**Exercise aim**
Transcribe the records below word for word, from the line containing "Where can the green" through the last line of the records, including both of these lines.

**Items**
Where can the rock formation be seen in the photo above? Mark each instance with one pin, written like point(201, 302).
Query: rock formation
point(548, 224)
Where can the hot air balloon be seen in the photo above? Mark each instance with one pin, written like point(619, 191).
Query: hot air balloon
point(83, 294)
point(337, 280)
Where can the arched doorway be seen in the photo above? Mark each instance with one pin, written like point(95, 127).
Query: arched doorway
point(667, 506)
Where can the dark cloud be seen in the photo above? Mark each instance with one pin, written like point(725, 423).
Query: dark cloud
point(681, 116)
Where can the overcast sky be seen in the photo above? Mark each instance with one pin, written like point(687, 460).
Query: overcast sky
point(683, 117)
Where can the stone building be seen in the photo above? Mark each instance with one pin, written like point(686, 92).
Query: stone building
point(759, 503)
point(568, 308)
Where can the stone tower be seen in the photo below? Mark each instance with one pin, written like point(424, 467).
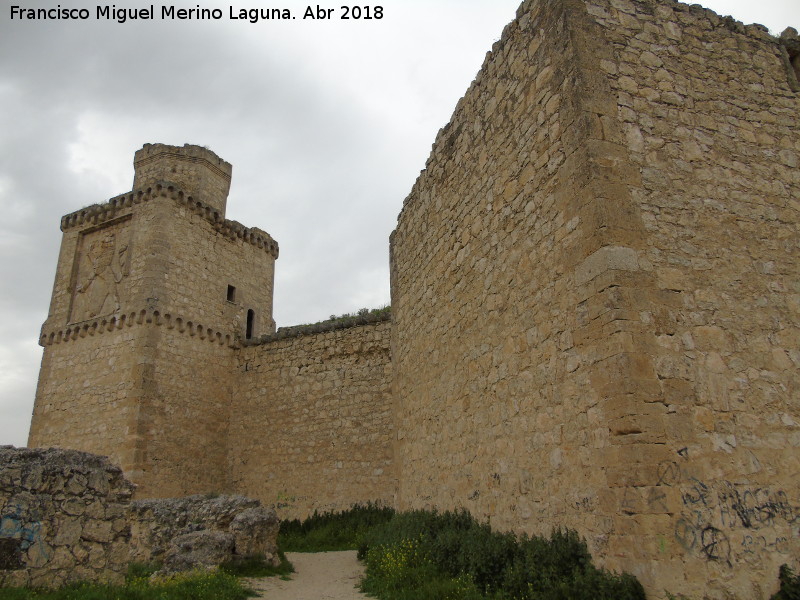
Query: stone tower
point(153, 290)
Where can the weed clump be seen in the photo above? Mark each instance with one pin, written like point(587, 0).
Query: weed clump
point(790, 585)
point(422, 554)
point(330, 531)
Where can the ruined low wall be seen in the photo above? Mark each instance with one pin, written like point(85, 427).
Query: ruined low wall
point(162, 530)
point(62, 517)
point(311, 421)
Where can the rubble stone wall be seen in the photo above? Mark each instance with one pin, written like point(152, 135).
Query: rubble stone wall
point(311, 423)
point(63, 518)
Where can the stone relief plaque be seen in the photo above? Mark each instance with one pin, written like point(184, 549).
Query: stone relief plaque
point(102, 264)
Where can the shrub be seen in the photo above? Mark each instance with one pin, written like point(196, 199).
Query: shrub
point(421, 551)
point(323, 532)
point(790, 585)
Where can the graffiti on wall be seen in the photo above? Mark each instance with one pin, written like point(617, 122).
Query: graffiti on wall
point(724, 521)
point(16, 524)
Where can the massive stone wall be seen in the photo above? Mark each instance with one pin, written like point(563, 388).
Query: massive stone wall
point(595, 320)
point(710, 121)
point(311, 421)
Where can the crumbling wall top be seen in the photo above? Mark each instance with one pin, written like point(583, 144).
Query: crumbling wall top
point(194, 169)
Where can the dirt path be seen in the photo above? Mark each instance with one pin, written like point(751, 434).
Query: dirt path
point(317, 576)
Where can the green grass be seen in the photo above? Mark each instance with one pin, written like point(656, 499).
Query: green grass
point(191, 586)
point(423, 555)
point(331, 531)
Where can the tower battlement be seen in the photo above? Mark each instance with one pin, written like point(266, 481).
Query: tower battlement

**Finished answer**
Where can the green grass be seen in the photo above? Mark each instance with one pin, written like point(656, 499).
Query: green grass
point(191, 586)
point(423, 555)
point(331, 531)
Where can the tower battlement be seen in the photo above? Mark each instance with one pin, written like point(266, 481).
Query: tower battlement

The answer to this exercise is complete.